(Exercise tasks):
1. From the passage on legal discovery, quote the text starting at "FAILURES PROVIDE DISCOVERY" and ending at "to that failure.".
2. Extract each line of the records that contains the string "camera", matching case exactly.

(Passage to read):
....................

Requests for Admissions
Either party may submit to the other a
Request for Admission seeking Admissions on
certain facts relevant to the proceeding.
Much like interrogatories and document
requests, the responses must be returned
within a specified period of time and must
be made under oath (notarized).
Depositions
A deposition can be a more expensive form of
discovery. It allows a party to subpoena and
depose any individuals who may have
information relevant to the case. This
includes parties and non-parties alike. In a
deposition, the party being deposed appears
at the attorney’s office or a neutral
location to answer questions put by the
other side's attorney regarding the facts of
the case. Depositions are under oath with a
court reporter present so that everything
that is said is recorded. A deposition is
scheduled to pin a witness down to certain
facts and to discover all possible documents
and witnesses related to a case.
FAILURES PROVIDE DISCOVERY
The penalties related to a failure to
respond to discovery or to appear at a
deposition may be severe. The opposing party
may file a Motion to Compel discovery and/or
seek sanctions related to that failure.
Severe sanctions may include establishing
facts related to a case. That means that the
Court disallows an opposing party from
presenting an evidence or testimony at trial
to contest an issue where discovery was not
provided. Default is the most severe
sanction where the Court allows a party to
proceed as if the entire case or any
individual issue is uncontested. The Court
may also award attorney’s fees to the party
that submitted the unanswered discovery.
If you require additional time to respond to
discovery, you should request the same in
writing including a specific timeline when
it can be completed.
EXPERTS
Experts are often employed to determine
certain facts. Those experts may be jointly
agreed upon by the parties, which can save
on the cost of having individual experts
testify at trial. However, where that is not
possible, each side may hire an expert to
contest an issue and require their testimony
at trial. Common experts include:-
- Custody evaluators
- Financial planners to determine
future economic circumstances
- Business evaluators to value
businesses
- Real estate appraisers to value real
estate
- Personal property appraiser to value
furnishings and other assets (generally
an auctioneer experience d in home
goods)

....................

(Dataset excerpts):
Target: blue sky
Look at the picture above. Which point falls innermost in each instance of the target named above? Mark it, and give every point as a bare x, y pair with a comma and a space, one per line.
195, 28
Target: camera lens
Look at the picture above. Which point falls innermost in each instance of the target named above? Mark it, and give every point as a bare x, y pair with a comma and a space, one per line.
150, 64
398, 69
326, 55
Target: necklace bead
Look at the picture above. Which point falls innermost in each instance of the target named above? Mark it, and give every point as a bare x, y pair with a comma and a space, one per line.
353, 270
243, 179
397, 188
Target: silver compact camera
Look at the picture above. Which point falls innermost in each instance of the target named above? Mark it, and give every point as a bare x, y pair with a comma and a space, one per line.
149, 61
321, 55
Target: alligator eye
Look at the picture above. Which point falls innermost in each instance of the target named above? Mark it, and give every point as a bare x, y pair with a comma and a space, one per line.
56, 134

....................

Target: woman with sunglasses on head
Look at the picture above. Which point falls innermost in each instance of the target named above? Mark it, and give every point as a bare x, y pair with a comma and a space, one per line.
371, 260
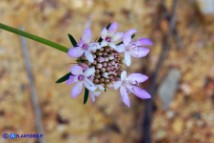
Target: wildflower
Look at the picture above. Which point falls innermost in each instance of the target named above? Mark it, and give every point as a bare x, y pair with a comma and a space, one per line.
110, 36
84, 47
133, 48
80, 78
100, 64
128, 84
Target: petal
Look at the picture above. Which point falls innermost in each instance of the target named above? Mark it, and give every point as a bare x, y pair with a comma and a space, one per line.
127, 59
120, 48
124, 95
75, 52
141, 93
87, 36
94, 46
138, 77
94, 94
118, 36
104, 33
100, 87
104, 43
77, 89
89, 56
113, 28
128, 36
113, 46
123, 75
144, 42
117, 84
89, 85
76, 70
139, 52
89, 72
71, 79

....................

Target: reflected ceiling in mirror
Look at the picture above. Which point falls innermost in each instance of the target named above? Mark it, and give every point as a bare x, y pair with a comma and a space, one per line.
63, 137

....................

(Results):
1.
FAILURES PROVIDE DISCOVERY
The penalties related to a failure to
respond to discovery or to appear at a
deposition may be severe. The opposing party
may file a Motion to Compel discovery and/or
seek sanctions related to that failure.

2.
Target: camera lens
Target: silver compact camera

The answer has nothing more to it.